======== DATA SUPPLIED ========
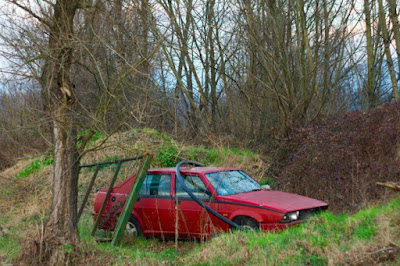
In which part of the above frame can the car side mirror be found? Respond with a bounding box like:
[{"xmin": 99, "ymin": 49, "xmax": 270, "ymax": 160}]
[{"xmin": 261, "ymin": 185, "xmax": 271, "ymax": 190}]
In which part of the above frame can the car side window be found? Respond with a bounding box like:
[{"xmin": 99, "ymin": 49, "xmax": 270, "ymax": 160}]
[
  {"xmin": 139, "ymin": 175, "xmax": 171, "ymax": 197},
  {"xmin": 175, "ymin": 176, "xmax": 211, "ymax": 199}
]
========
_REQUIREMENTS_. Change every "frame" in the listing above to "image" and reproduce the listing without the pictures, with all other text unchanged.

_FULL OUTPUT_.
In which part of the above image can the car side mirror be found? Respond with a bounding box like:
[{"xmin": 99, "ymin": 49, "xmax": 270, "ymax": 160}]
[{"xmin": 261, "ymin": 185, "xmax": 271, "ymax": 190}]
In which part of the above image can the car side window be found? Respond with a bounding box like:
[{"xmin": 99, "ymin": 49, "xmax": 270, "ymax": 160}]
[
  {"xmin": 139, "ymin": 175, "xmax": 171, "ymax": 197},
  {"xmin": 175, "ymin": 176, "xmax": 211, "ymax": 199}
]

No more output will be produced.